### Listing
□ □ □ □

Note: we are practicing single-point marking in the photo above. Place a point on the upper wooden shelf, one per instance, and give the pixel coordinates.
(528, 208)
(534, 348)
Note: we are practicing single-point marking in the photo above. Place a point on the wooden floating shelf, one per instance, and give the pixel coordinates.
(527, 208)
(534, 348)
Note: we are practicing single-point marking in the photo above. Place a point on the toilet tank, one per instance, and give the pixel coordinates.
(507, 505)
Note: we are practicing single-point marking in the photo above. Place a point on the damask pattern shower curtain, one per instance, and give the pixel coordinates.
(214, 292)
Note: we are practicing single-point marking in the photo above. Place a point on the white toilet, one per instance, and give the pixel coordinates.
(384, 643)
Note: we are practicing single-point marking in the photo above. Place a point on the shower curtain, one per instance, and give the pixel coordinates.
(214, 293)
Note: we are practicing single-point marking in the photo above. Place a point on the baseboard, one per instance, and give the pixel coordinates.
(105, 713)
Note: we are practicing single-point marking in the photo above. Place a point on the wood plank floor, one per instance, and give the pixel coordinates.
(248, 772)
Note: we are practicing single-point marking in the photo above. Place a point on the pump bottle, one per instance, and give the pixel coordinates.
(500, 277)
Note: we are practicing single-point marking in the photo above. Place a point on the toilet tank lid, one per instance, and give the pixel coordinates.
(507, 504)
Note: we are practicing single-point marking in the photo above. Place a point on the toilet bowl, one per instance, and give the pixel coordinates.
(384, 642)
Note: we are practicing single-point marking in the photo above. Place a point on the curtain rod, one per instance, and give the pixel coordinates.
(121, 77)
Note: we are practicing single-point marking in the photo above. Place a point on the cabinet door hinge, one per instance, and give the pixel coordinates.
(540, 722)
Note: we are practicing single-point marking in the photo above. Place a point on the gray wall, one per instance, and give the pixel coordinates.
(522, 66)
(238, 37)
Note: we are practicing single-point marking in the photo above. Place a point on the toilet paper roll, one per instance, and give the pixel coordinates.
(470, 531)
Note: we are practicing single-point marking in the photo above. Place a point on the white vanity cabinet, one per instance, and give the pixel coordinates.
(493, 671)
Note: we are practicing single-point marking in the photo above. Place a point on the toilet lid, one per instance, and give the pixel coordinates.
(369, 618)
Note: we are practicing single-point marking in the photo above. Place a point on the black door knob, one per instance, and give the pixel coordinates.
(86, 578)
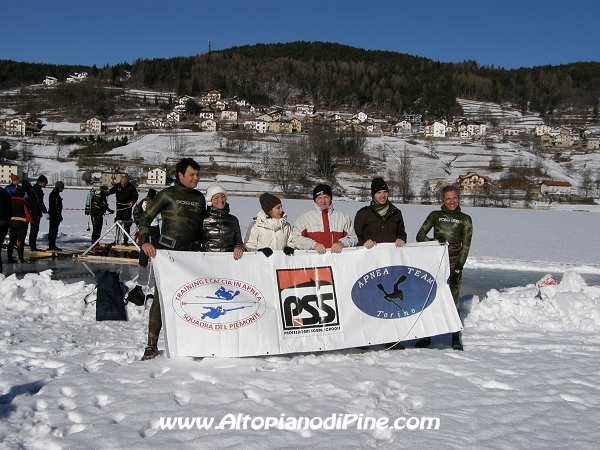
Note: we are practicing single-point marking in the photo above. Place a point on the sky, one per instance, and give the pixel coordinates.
(527, 378)
(507, 33)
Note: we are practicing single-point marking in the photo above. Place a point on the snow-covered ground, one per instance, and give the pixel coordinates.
(528, 377)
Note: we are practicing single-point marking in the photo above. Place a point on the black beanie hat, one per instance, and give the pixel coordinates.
(268, 202)
(322, 189)
(378, 184)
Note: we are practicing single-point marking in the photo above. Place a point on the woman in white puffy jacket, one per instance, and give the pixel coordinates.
(269, 230)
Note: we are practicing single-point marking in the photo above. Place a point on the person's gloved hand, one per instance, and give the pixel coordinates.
(455, 274)
(266, 251)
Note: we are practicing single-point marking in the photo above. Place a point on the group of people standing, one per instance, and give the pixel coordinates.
(192, 221)
(22, 205)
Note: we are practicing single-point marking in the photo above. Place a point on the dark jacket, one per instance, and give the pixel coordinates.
(221, 231)
(20, 210)
(5, 206)
(370, 225)
(36, 201)
(182, 210)
(455, 227)
(55, 205)
(124, 194)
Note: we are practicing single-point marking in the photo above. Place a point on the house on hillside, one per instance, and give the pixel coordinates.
(435, 129)
(208, 125)
(111, 178)
(555, 188)
(403, 126)
(472, 182)
(229, 115)
(49, 81)
(127, 127)
(8, 168)
(93, 125)
(156, 177)
(15, 127)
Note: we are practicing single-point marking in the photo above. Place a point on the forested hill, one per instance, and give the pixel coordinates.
(334, 75)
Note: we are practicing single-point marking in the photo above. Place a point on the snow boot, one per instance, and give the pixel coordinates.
(9, 250)
(423, 343)
(150, 352)
(456, 342)
(394, 346)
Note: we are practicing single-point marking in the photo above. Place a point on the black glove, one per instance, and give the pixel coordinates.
(455, 274)
(266, 251)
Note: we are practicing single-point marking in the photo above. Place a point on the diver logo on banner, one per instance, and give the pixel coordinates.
(394, 292)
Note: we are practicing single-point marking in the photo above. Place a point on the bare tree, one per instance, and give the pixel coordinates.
(285, 163)
(586, 183)
(59, 149)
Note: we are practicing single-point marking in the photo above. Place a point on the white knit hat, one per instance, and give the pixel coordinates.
(214, 189)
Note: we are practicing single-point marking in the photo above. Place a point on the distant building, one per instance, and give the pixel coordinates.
(472, 182)
(93, 126)
(156, 177)
(15, 127)
(111, 178)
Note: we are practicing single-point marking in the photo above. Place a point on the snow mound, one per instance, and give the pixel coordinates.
(570, 305)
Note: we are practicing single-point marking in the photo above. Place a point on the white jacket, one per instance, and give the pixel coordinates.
(309, 229)
(264, 231)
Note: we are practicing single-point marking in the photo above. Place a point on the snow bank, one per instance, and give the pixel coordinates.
(570, 305)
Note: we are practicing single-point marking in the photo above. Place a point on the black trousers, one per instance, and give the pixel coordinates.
(35, 228)
(96, 227)
(53, 232)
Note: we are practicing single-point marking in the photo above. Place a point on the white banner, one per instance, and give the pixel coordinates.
(213, 305)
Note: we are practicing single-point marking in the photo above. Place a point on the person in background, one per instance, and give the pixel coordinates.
(55, 212)
(12, 187)
(323, 228)
(453, 226)
(19, 222)
(98, 208)
(38, 209)
(182, 208)
(126, 196)
(221, 229)
(5, 215)
(380, 222)
(270, 229)
(155, 225)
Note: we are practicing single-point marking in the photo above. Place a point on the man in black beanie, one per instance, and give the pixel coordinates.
(323, 228)
(38, 209)
(379, 222)
(270, 229)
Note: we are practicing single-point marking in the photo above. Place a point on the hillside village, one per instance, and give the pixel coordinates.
(483, 126)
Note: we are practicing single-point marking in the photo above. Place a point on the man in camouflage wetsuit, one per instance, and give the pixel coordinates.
(453, 226)
(182, 208)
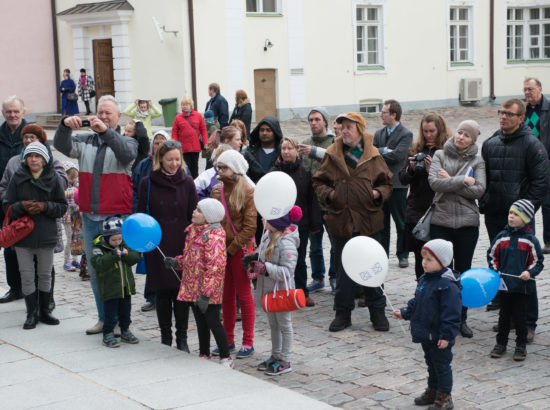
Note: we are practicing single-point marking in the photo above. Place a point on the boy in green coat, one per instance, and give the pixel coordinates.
(113, 261)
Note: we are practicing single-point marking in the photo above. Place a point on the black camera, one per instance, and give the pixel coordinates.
(419, 159)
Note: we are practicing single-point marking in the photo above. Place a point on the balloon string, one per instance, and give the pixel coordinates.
(392, 309)
(172, 269)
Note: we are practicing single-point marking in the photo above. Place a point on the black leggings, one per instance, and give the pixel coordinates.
(210, 321)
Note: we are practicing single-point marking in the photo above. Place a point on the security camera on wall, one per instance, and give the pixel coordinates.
(158, 28)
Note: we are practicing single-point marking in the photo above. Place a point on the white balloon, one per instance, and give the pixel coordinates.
(365, 261)
(275, 195)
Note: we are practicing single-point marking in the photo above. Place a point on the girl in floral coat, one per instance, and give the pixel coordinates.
(203, 269)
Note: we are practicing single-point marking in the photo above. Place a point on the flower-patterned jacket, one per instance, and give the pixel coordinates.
(203, 263)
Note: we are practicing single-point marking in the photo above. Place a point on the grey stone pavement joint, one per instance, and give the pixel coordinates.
(357, 368)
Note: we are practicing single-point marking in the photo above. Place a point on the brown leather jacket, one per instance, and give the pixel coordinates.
(244, 221)
(353, 208)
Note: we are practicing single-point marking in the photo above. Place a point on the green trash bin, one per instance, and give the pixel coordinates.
(169, 110)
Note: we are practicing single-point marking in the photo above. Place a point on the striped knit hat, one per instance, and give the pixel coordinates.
(524, 209)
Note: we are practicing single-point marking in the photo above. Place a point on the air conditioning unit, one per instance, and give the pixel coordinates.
(470, 90)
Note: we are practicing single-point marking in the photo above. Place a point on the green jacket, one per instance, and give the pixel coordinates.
(114, 274)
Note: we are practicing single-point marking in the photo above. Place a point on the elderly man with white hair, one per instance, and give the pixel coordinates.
(105, 160)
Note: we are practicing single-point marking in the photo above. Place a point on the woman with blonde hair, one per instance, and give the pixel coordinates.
(242, 110)
(190, 130)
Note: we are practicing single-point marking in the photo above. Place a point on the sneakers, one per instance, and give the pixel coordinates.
(520, 353)
(128, 337)
(110, 340)
(95, 329)
(216, 351)
(227, 362)
(69, 268)
(245, 352)
(263, 366)
(278, 367)
(498, 351)
(315, 285)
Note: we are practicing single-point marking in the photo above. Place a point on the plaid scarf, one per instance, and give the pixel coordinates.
(352, 155)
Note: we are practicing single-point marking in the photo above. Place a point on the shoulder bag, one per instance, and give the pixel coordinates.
(14, 231)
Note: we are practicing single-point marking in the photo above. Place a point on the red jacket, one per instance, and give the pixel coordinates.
(187, 129)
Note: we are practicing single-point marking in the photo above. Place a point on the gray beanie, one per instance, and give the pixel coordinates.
(37, 148)
(212, 209)
(471, 127)
(323, 112)
(441, 249)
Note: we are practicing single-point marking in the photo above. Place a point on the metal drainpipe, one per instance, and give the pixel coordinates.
(56, 54)
(192, 44)
(492, 50)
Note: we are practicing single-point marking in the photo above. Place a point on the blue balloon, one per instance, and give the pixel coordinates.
(479, 286)
(141, 232)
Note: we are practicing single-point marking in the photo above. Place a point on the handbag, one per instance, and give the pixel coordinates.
(286, 300)
(16, 230)
(421, 230)
(246, 249)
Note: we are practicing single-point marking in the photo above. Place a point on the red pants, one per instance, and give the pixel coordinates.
(237, 284)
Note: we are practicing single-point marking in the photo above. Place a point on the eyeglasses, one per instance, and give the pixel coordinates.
(508, 114)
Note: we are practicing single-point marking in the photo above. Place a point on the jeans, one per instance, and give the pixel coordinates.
(395, 208)
(344, 298)
(440, 374)
(316, 257)
(90, 230)
(117, 310)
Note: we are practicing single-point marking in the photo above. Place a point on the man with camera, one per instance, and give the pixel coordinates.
(393, 142)
(105, 160)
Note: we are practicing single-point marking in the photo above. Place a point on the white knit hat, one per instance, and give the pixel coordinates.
(37, 148)
(235, 161)
(212, 209)
(441, 249)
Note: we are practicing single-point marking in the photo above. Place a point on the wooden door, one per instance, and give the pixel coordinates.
(103, 68)
(265, 94)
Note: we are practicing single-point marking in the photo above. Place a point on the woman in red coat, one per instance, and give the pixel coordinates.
(190, 130)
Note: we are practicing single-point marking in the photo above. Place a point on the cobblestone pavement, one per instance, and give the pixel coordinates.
(360, 368)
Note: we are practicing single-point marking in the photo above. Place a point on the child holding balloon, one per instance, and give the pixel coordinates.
(113, 262)
(516, 254)
(435, 315)
(273, 266)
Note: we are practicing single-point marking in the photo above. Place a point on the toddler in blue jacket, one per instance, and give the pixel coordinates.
(435, 313)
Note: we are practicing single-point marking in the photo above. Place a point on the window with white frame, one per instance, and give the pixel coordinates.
(368, 37)
(460, 35)
(528, 34)
(263, 6)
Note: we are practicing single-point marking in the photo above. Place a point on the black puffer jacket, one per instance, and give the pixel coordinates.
(517, 168)
(255, 170)
(420, 194)
(47, 188)
(305, 196)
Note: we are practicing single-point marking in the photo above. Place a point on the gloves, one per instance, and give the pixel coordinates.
(170, 263)
(202, 303)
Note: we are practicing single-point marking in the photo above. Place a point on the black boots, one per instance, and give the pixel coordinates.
(31, 301)
(45, 313)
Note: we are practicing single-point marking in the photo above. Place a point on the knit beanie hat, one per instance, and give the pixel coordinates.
(284, 222)
(441, 249)
(112, 225)
(212, 209)
(471, 127)
(234, 160)
(356, 118)
(323, 112)
(35, 130)
(37, 148)
(524, 209)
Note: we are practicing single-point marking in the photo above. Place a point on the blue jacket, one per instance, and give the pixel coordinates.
(513, 251)
(435, 310)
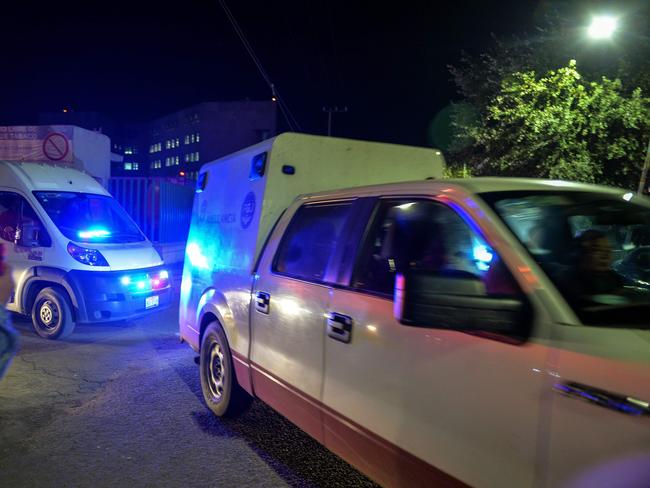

□ □ □ □

### What you should do
Pull out every line of the items above that contains the word "beanie".

### Written response
Note: we are practicing single-point marking in the photo above. Place a point on the black beanie hat, one per instance, and give the pixel coordinates.
Note: we are practicing single-point marking in the photo above. Place a point on the man in black beanie, one per instance, and give the pixel coordinates.
Note: we are practicing single-point marking in the photo above. Place a point on the gray beanie, one per instance, and give the pixel coordinates.
Note: we are practicing single-point marking in the photo above. Place a point on the knit beanie hat, one per instance, and give the pixel coordinates.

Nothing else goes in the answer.